## TEXTAUSZUG
* * *

Hackett erzählt: "Das Schöne an der Art und Weise dieses Album zu machen ist, dass ich nie gewzungen war, geradlinig zu arbeiten. Ich konnte jede Gelegenheit nutzen, eine Idee aufzunehmen, sobald sich die Chance ergab; um dann später herauszuarbeiten, in welchen Song das wohl am besten passt. Das gab uns eine wunderschöne Spontanität; und ja, diese bereitete uns auch Kopfschmerzen beim Ausprobieren der besten Variante bestimmter Musikteile. Doch diese extra Anstrengungen haben sich absolut gelohnt!"
Eine schöne Begebenheit, die dies unterstreicht, ist die allererste Aufnahme für "The Night Siren". Ungewöhnlicherweise – aber eben auch typisch für den gesamten Prozess – nahm Hackett als erstes ein Gitarrensolo auf, welches sich dann später am Ende des Tracks "Anything But Love" wiederfand.
Wer genau hinhört, versteht auch das folgende Statement: "Nebenbei bemerkt ist dieser Gitarrenpart von meiner Liebe des Albums "Fresh Cream" von CREAM inspiriert – insbesondere von Eric Claptons Art zu spielen auf Stücken wie "Sweet Wine"."
Intensive musikalische Kurzgeschichten
Das gesamte Album ist voller schöner und intensiver Musik, mit vielen Ideen in jedem Stück, die sich naturgemäß erst bei mehrmaligem Hören alle erschließen. Es gibt Musik, die man nach drei Runden nicht mehr erträgt, hier steigert sich das Hörvergnügen von Mal zu Mal. Jeder Track ist ein kleines Meisterwerk, drei möchte ich hier erwähnen und bin dabei sicher, dass jeder Hörer andere Favoriten findet.

* * *

## ERFASSTE DATEN
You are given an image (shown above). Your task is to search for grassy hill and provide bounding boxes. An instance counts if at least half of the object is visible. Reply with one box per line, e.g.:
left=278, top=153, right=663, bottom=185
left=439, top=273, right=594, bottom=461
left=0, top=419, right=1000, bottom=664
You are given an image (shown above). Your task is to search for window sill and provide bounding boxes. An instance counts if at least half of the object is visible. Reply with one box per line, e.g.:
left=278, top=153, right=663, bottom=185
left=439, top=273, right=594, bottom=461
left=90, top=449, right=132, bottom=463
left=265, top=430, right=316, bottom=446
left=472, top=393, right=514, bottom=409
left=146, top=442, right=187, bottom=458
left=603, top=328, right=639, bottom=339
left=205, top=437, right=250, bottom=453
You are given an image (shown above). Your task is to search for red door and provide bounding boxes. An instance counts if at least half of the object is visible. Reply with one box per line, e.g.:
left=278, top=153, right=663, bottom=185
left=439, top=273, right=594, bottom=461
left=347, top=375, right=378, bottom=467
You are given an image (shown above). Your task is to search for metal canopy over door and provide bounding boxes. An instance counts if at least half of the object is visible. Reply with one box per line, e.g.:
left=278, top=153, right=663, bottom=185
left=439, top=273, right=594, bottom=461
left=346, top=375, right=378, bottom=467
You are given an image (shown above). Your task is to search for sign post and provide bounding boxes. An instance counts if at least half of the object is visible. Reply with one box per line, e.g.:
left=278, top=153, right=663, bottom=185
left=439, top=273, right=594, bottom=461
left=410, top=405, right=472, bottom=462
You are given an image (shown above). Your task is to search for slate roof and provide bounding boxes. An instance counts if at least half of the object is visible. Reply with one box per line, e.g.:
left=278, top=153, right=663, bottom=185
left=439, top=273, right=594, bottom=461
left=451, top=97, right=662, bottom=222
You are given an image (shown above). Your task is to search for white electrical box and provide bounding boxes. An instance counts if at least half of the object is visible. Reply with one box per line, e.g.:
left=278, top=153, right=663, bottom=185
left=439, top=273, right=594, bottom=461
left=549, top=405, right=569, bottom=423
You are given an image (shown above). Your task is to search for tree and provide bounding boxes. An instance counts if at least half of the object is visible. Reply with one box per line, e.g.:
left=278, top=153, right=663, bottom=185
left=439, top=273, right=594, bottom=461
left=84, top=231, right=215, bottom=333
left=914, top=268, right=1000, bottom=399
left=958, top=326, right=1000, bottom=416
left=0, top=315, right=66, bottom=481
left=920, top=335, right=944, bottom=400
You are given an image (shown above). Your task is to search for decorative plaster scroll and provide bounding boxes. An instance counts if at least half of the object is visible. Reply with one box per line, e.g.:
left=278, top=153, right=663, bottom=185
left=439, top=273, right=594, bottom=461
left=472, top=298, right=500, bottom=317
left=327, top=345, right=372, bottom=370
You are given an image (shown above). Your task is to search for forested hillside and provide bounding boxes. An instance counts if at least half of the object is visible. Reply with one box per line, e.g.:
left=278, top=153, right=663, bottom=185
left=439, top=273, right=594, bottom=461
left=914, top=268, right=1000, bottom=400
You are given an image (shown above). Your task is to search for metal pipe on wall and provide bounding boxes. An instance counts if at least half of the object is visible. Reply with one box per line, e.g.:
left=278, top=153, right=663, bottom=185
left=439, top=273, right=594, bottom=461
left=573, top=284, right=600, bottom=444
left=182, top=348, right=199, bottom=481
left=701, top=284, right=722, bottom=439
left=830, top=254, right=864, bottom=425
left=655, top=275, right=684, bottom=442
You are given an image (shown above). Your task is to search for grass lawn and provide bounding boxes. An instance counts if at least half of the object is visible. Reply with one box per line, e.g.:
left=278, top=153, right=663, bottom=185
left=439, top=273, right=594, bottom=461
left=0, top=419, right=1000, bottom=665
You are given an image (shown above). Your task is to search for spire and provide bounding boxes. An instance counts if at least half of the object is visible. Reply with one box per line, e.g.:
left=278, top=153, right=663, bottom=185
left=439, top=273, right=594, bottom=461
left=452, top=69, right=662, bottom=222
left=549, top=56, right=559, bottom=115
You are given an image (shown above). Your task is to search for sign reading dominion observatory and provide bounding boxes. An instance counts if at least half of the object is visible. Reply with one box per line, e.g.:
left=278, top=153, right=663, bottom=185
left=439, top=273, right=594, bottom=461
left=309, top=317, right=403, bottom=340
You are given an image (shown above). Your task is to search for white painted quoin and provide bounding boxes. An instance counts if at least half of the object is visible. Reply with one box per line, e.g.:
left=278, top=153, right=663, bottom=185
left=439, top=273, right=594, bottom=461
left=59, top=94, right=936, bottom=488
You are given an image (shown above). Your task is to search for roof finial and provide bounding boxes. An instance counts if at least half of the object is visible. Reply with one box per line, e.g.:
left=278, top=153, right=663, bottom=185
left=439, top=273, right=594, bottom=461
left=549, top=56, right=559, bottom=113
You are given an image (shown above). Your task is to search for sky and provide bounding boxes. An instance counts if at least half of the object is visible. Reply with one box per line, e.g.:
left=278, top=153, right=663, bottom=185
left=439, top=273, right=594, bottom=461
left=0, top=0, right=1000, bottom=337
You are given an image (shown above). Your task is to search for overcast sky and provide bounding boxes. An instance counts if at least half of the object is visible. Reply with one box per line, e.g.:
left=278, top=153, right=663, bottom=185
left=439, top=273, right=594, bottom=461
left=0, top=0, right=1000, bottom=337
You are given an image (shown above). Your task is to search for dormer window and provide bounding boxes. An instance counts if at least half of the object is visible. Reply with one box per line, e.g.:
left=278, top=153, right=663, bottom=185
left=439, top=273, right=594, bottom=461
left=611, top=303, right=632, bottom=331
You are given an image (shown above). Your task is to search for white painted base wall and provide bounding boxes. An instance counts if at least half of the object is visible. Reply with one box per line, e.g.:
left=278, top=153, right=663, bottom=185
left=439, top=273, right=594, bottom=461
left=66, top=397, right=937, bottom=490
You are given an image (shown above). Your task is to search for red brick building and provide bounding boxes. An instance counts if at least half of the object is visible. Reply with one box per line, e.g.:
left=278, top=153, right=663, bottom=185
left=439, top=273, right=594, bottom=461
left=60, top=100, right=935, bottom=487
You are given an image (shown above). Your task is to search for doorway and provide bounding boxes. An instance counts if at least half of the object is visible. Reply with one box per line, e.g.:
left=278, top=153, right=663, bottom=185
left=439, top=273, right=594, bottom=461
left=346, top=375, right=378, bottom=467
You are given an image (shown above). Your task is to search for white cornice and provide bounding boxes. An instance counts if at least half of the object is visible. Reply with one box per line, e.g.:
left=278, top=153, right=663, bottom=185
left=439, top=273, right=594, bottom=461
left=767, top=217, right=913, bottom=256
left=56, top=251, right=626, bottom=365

* * *

## WAS ZU TUN IST
1. Schreibe aus dem Textauszug die Passage ab, die mit „Intensive musikalische Kurzgeschichten“ anfängt und bis einschließlich „andere Favoriten findet.“ geht.
2. Beantworte anhand des Textauszugs:
(a) Was nahm Hackett als allererste Aufnahme für „The Night Siren“ auf?
(b) Von welchem Album ist der Gitarrenpart inspiriert?
(c) Wie viele Tracks sollen im Textauszug eigens erwähnt werden?
3. Erkläre mit dem Textauszug in ein bis drei Sätzen, weshalb die Arbeit an dem Album laut Hackett so spontan war.

## VOLLSTÄNDIGE ANTWORTEN
1.
Intensive musikalische Kurzgeschichten
Das gesamte Album ist voller schöner und intensiver Musik, mit vielen Ideen in jedem Stück, die sich naturgemäß erst bei mehrmaligem Hören alle erschließen. Es gibt Musik, die man nach drei Runden nicht mehr erträgt, hier steigert sich das Hörvergnügen von Mal zu Mal. Jeder Track ist ein kleines Meisterwerk, drei möchte ich hier erwähnen und bin dabei sicher, dass jeder Hörer andere Favoriten findet.

2.
(a) Ein Gitarrensolo, das später am Ende des Tracks „Anything But Love“ landete.
(b) Von „Fresh Cream“ von CREAM.
(c) Drei.

3. Hackett war nie gezwungen, geradlinig zu arbeiten. Er konnte jede Idee aufnehmen, sobald sich die Chance ergab, und erst später herausfinden, in welchen Song sie am besten passt.